-- start of Excerpted text --
# UFC 152: Early Predictions



## jasonbrinn (Sep 13, 2012)

Good day everyone,

Just wanted to put my picks out before people start really talking so here they are;


1. Jones vs Belfort = Belfort

2. Benavidez vs Johnson = Johnson

3. Bisping vs Stann = Stann


What do you think?


Jason Brinn


----------



## Steve (Sep 13, 2012)

While I like belfort, and he's got a puncher's chance, there is no way any reasonable person can choose him over Jones.  Belfort is fighting up a weight class against a guy who is so big he has trouble cutting to 205.  And Jones is dominant in his weight class.  I won't say belfort has no chance, but he's a clear longshot.


----------



## Gorilla (Sep 14, 2012)

I want Belfort and Stann to win!  Unfortunately they probably won't!

Jones
Johnson
Bisping


----------



## jasonbrinn (Sep 22, 2012)

jasonbrinn said:


> Good day everyone,
> 
> Just wanted to put my picks out before people start really talking so here they are;
> 
> ...



So far I am 0-1 because Bisping beat Stann...WTF!


----------



## jasonbrinn (Sep 22, 2012)

jasonbrinn said:


> So far I am 0-1 because Bisping beat Stann...WTF!



Now 1-1


_1. Jones vs Belfort = Belfort_

_2. Benavidez vs Johnson = Johnson  RIGHT_

_3. Bisping vs Stann = Stann  WRONG_


----------
-- end of Excerpted text --
Short exercise: Please extract the stretch of the UFC 152 predictions thread above from "What do you" up to and including "a clear longshot.", copying it word for word.
-- start of Data entries --
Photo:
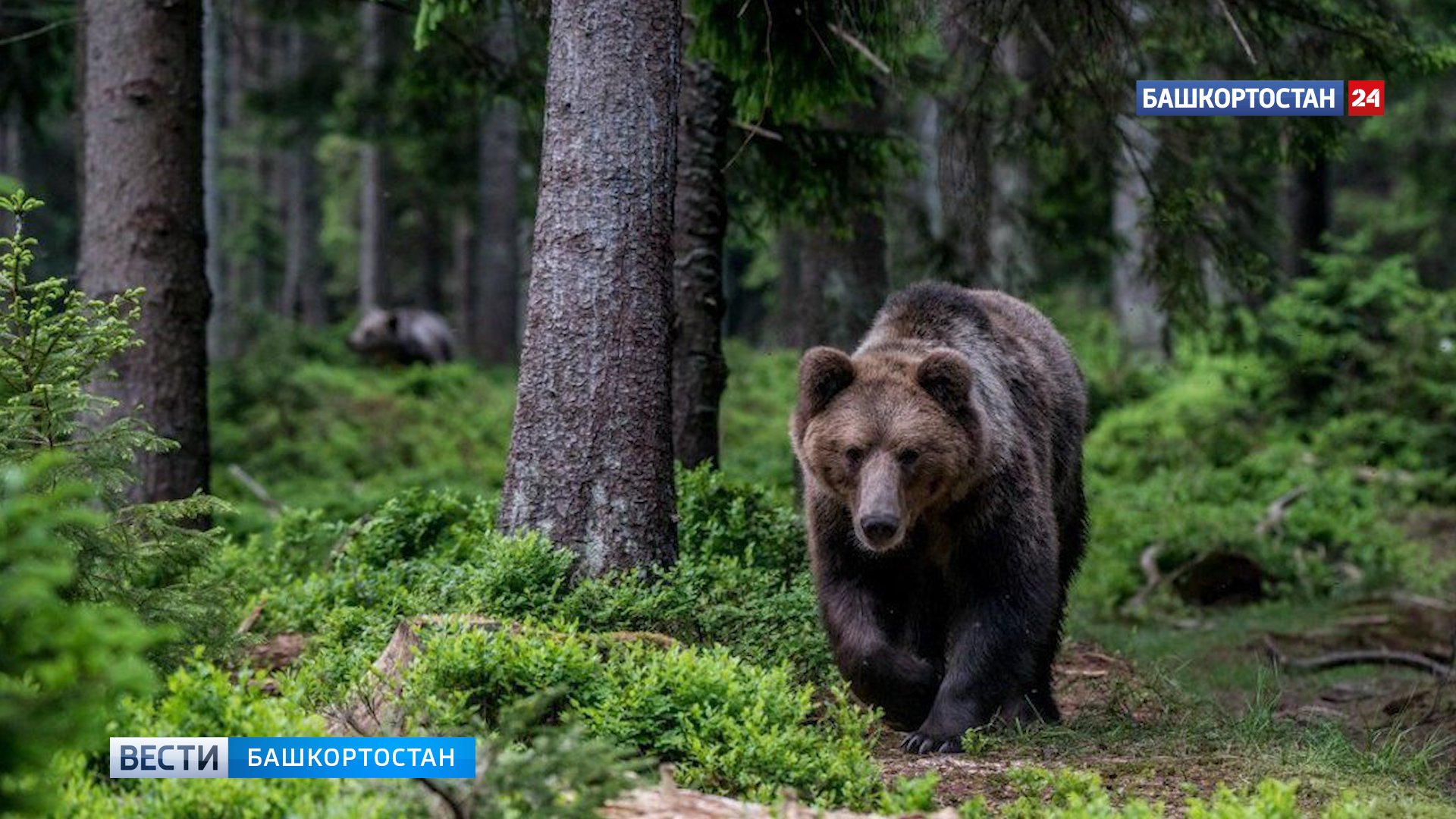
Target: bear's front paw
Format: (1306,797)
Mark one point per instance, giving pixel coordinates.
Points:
(930,742)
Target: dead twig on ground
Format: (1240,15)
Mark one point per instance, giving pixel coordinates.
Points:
(1274,515)
(255,488)
(1357,657)
(253,617)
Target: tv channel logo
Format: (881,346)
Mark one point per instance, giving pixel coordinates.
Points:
(1248,98)
(291,757)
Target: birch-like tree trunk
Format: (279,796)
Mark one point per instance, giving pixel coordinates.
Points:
(142,219)
(701,222)
(1307,212)
(495,293)
(303,297)
(372,171)
(592,449)
(212,162)
(1141,319)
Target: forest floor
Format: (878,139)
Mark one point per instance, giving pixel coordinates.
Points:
(1164,711)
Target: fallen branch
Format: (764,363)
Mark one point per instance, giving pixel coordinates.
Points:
(1357,657)
(1276,512)
(864,50)
(258,491)
(378,707)
(253,617)
(758,130)
(670,802)
(344,539)
(1238,33)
-- end of Data entries --
Result for this task:
What do you think?


Jason Brinn


----------



## Steve (Sep 13, 2012)

While I like belfort, and he's got a puncher's chance, there is no way any reasonable person can choose him over Jones.  Belfort is fighting up a weight class against a guy who is so big he has trouble cutting to 205.  And Jones is dominant in his weight class.  I won't say belfort has no chance, but he's a clear longshot.